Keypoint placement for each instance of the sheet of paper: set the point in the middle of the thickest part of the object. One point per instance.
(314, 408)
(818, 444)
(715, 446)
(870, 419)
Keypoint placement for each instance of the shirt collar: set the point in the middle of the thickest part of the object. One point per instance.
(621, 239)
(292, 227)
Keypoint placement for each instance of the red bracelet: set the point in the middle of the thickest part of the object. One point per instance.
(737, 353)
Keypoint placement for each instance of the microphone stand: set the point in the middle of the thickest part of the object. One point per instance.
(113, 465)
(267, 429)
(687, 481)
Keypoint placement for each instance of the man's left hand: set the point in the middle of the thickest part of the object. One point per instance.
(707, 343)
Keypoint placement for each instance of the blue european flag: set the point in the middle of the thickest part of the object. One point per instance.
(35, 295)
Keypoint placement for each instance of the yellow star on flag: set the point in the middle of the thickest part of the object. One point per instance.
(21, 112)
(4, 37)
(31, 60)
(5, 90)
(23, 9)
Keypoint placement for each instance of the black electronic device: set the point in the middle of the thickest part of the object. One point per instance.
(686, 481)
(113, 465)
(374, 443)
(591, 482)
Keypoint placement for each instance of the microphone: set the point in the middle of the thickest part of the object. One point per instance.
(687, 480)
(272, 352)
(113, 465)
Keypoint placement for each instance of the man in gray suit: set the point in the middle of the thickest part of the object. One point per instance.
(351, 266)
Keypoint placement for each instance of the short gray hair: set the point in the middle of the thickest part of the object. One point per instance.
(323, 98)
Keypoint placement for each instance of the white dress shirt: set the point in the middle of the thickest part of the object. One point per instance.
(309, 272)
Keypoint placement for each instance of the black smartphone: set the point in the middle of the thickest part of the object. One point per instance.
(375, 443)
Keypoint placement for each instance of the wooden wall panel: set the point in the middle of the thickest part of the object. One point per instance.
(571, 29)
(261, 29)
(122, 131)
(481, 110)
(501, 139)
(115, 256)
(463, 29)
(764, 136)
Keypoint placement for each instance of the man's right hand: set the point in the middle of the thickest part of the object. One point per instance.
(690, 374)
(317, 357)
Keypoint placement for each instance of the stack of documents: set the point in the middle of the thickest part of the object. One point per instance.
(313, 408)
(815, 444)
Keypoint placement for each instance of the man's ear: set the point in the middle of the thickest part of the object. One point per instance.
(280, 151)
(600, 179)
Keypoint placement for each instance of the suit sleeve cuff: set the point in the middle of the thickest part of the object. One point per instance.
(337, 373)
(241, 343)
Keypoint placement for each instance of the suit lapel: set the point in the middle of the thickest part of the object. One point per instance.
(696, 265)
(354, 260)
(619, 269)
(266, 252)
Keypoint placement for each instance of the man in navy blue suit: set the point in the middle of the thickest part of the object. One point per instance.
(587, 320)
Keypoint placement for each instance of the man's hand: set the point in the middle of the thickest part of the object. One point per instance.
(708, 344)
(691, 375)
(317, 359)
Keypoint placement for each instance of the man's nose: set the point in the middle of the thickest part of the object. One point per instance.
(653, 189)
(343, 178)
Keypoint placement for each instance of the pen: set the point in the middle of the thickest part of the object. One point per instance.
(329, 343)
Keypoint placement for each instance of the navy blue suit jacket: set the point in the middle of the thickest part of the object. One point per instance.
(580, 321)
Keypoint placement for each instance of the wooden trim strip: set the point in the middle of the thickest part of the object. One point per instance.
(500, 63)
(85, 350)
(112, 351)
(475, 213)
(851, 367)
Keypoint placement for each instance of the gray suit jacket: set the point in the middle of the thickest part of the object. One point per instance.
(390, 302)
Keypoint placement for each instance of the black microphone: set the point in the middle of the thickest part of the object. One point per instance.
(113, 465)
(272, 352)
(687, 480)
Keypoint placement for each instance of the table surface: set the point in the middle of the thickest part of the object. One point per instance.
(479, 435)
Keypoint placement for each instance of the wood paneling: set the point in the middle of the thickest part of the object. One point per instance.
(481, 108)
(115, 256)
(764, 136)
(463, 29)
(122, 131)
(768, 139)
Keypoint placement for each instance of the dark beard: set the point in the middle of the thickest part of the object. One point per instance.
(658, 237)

» **What the task asks**:
Repeat the lines above exactly.

» **Exercise output**:
Keypoint placement for each instance of the sheet of paper: set the point in the middle of the thickest part of the object. One point per instance.
(314, 408)
(818, 444)
(715, 446)
(870, 419)
Keypoint placement for each instance of the shirt collar: set the point in the middle of the thickest part of the object. One point per instance.
(621, 239)
(292, 227)
Keypoint placement for each instance of the red bracelet: set the point in the middle of the thickest part of the object. One point per instance.
(737, 353)
Keypoint placement for each instance of the microphone stand: set the point in the middle of the thickest part of the object. One point per instance.
(113, 465)
(267, 429)
(687, 481)
Keypoint placement for each instance of the man's left hand: set the point in the middle of the thickest part of the object. One point per instance.
(707, 343)
Keypoint placement for each instance of the blue european flag: set the point in the middle of the thickest part of the object. One point per instance.
(35, 295)
Keypoint placement for each instance of the yellow star on flag: set the point in the middle of the thickest part of the object. One point per instance.
(21, 112)
(4, 37)
(31, 60)
(5, 90)
(23, 9)
Keypoint placement for each instance of the black electronic device: set the point in the middle of the thickest part of the object. One point per instance.
(686, 481)
(113, 465)
(374, 443)
(591, 482)
Keypoint placement for each instance of the microphone: set the point in the middle of the thickest part of the object. One point per instance.
(687, 480)
(272, 352)
(113, 465)
Keypoint placement for each instance of the man in gray suit: set the point in the middle of the thickest part of the object. One point per instance.
(351, 266)
Keypoint placement for each instance of the short gray hair: set the point in the middle of the thickest part of the object. One point per instance.
(323, 98)
Keypoint placement for each instance of the white dress shirt: set the point in the middle of the thickest part of the object. One point per instance.
(309, 272)
Keypoint placement for each instance of the black smartphone: set the point in the middle of the thickest part of the object. One point per instance.
(375, 443)
Keypoint placement for each instance of the wooden wall panel: set the point in the middle of the thickest part of the object. One point per instance.
(571, 29)
(261, 29)
(122, 131)
(481, 110)
(501, 139)
(115, 256)
(463, 29)
(764, 136)
Keypoint placement for each instance of the man's right hand: set the point in the middle of the thickest part of the object. One point per instance.
(690, 374)
(317, 357)
Keypoint placement for each instance of the stack of documents: set the point in the middle of the thickest part of the object. One point per instance.
(313, 408)
(815, 444)
Keypoint placement for each instance of the man's ear: set the point in the middle of the thickest part of the object. One point per instance.
(280, 151)
(600, 179)
Keypoint placement for each instance of the suit sleeve cuff: set the point in the middle of the thickest part of the object. One point per instance.
(337, 373)
(241, 343)
Keypoint placement for each instance of the suit lapel: set the point in the middle of the thickest part of the object. One point per instance.
(696, 265)
(354, 260)
(619, 269)
(266, 252)
Keypoint placement for each instance of the man in navy blue suit: set the point in the middle of the thickest part of the object. One point per instance.
(587, 320)
Keypoint placement for each instance of the man's hand: set the point in the middle of the thickest part of the object. One point per instance.
(708, 344)
(691, 375)
(317, 359)
Keypoint placement for each instance of the man's nose: set the point in the middle of the thickest part of the object. One point per instance.
(653, 189)
(343, 178)
Keypoint placement for each instance of the pen: set the point in the middle of the thickest part of the object. One point per instance.
(329, 343)
Keypoint placement for each instance of the navy blue suit jacket: set the point in the middle of the thickest part of the object. One point per instance.
(580, 321)
Keypoint placement for each instance of the wooden trim strip: set the point in the middle of the thickest part of the object. One point per instance.
(500, 63)
(85, 350)
(112, 351)
(475, 213)
(851, 367)
Keypoint placement for each instance of the gray suit jacket: set the point in the middle of the thickest part of the object. One point per instance.
(390, 302)
Keypoint placement for each instance of the black microphone: set the point in the middle of the thickest part of the object. One point per instance.
(113, 465)
(272, 352)
(687, 480)
Keypoint placement for each instance of the table surface: set the point in the middle of the thickest part of the object. One point per instance.
(479, 435)
Keypoint placement for each instance of the wood paneling: set the point in the middle of the thickest part of the object. One point per instance.
(481, 108)
(115, 256)
(764, 136)
(463, 29)
(122, 131)
(768, 139)
Keypoint placement for each instance of the dark beard: set the point in the middle of the thickest part of the object. One point per instance.
(658, 237)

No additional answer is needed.